[Stored data entries]

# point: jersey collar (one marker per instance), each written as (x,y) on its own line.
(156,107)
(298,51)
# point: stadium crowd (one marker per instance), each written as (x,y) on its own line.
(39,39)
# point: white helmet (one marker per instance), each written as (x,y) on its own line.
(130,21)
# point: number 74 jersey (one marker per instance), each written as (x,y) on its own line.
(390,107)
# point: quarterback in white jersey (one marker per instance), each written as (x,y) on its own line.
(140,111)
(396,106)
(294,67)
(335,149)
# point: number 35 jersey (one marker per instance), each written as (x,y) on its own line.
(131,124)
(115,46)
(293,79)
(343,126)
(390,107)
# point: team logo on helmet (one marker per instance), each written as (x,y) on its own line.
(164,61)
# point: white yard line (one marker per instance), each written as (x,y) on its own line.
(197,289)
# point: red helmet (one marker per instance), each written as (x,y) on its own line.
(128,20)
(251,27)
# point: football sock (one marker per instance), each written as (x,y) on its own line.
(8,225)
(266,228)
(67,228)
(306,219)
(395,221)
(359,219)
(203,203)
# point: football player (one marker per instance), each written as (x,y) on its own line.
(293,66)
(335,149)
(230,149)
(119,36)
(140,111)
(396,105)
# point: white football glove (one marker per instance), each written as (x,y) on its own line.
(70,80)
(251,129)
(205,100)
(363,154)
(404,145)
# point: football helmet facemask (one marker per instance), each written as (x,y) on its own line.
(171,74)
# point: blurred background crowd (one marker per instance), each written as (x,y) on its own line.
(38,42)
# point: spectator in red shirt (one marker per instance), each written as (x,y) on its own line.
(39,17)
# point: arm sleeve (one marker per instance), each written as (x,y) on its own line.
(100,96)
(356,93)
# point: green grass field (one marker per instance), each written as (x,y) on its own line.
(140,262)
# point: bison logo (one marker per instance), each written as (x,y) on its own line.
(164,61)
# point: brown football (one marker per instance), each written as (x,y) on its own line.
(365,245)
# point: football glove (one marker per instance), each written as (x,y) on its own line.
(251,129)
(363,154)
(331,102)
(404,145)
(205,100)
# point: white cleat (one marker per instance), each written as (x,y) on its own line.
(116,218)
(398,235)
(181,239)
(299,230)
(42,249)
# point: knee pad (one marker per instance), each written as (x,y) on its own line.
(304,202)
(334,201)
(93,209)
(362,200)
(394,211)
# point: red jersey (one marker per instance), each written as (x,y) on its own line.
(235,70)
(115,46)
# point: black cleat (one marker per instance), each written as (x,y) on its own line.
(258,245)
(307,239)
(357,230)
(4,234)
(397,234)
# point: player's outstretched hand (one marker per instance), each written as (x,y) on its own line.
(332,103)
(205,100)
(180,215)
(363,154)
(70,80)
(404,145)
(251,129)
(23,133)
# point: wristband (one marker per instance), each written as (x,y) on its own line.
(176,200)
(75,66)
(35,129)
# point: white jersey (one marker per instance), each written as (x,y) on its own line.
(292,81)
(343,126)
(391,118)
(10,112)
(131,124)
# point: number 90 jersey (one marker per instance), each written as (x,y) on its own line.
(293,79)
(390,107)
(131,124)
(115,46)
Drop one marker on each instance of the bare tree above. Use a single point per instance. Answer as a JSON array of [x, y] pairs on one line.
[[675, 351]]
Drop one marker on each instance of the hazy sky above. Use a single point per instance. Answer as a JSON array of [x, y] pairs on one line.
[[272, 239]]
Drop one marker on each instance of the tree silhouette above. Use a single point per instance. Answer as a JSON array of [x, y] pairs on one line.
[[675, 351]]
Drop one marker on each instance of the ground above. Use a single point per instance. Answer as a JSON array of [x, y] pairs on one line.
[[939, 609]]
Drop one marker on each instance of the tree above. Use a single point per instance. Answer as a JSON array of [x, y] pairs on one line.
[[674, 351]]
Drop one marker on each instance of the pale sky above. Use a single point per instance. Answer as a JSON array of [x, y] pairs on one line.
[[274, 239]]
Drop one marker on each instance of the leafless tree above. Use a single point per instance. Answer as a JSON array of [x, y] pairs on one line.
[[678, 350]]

- [Exercise description]
Please copy out the preceding data in full, exactly as written.

- [Task answer]
# point: jersey collar (one marker per instance), each written as (x,y) on its own line.
(156,107)
(298,51)
# point: stadium crowd (one marker per instance), each written as (x,y) on its own line.
(39,39)
# point: white helmet (one marker per instance), each written as (x,y) on its own line.
(130,21)
# point: number 74 jersey (one marker per instance), each written as (x,y) on its own line.
(390,107)
# point: quarterback in white jersey (one marker per instance), each written as (x,y) on its own line.
(140,111)
(396,106)
(294,67)
(335,149)
# point: number 35 jersey (one marker per instance), each written as (x,y) on its own line.
(131,124)
(115,46)
(293,79)
(343,126)
(390,107)
# point: team logo on helmet (one marker per instance), each written as (x,y) on its own line.
(164,61)
# point: white yard line (one marker per instance), each written as (x,y) on its own line.
(197,289)
# point: red helmet (one marker per instance), each written as (x,y) on its own line.
(128,20)
(251,27)
# point: football sock (one marker per instance), each written as (x,y) on its own line.
(8,225)
(266,228)
(67,228)
(306,219)
(395,221)
(359,219)
(203,203)
# point: football player (one marker per instance), each written as (x,y) on its own line.
(293,66)
(335,149)
(230,149)
(119,36)
(140,111)
(396,105)
# point: white football glove (one marker per instance), each written as (x,y) on its own line.
(70,80)
(251,129)
(205,100)
(363,154)
(404,145)
# point: football helmet facemask (one marker per instance), each written as (x,y) on its own line.
(171,74)
# point: blurred background crowd (one marker per instance), each written as (x,y) on its own line.
(38,42)
# point: spectator in red shirt (one marker per instance), each written as (x,y) on its own line.
(39,17)
# point: arm sleeve (one marker per instance), each written as (x,y) on its own line.
(100,96)
(356,93)
# point: green grass field (one marker per instance), each written as (x,y) on its own line.
(140,262)
# point: bison logo (one marker per instance), each written as (x,y) on its own line.
(164,61)
# point: brown football (one marker per instance), each written as (x,y) on its own line.
(365,245)
# point: football glove (one marker per instance), each written as (x,y) on its own line.
(251,129)
(363,154)
(331,102)
(404,145)
(205,100)
# point: white cleat (one marker per instance), each written as (x,y) on its own line.
(116,218)
(398,235)
(181,239)
(299,230)
(42,249)
# point: knee pad (one marker per instance), each written as (x,y) on its own line.
(304,202)
(334,201)
(93,209)
(362,200)
(394,211)
# point: red jersey (one marker per instance), each written as (x,y) on its own line.
(235,70)
(115,46)
# point: black cleat (one marker per instance), each written as (x,y) on its own line.
(258,245)
(307,239)
(357,230)
(4,234)
(397,234)
# point: player's outstretched hand (one marker per instance), each written as (x,y) on its own line.
(332,103)
(205,100)
(180,215)
(363,154)
(70,80)
(404,145)
(251,129)
(23,133)
# point: wristband (one marker per instance), each written as (x,y) on its own line.
(176,200)
(75,66)
(35,129)
# point: white jersey (one marker per instance), each written as (x,y) on its own line.
(292,81)
(343,126)
(391,118)
(10,112)
(131,124)
# point: number 90 jersey (one marker per instance), each written as (x,y) on its own line.
(293,79)
(390,107)
(131,124)
(115,46)
Drop one marker on each instance of the bare tree above. Use a single point per instance. Answer as a JSON array of [x, y] pairs on one line.
[[675, 351]]
Drop one marker on each instance of the hazy sky above. Use a single point per instance. Answer as a JSON array of [x, y] pairs on one line.
[[272, 239]]
Drop one marker on each instance of the tree silhouette above. Use a single point per instance. Answer as a JSON array of [x, y] pairs on one line.
[[675, 351]]
Drop one marker on each instance of the ground above. Use a single point per instance. Answer as a JSON array of [x, y] pairs on one line.
[[939, 609]]
Drop one marker on each instance of the tree above. Use a single point per instance. Answer as a JSON array of [x, y] pairs on one line.
[[674, 351]]
Drop one marker on each instance of the pale sky above. Use a single point per instance. Answer as a JSON array of [x, y] pairs on one line.
[[274, 239]]
Drop one marker on each instance of the leafless tree above. Use a single point per instance. Answer as a JSON array of [x, y] pairs on one line.
[[678, 350]]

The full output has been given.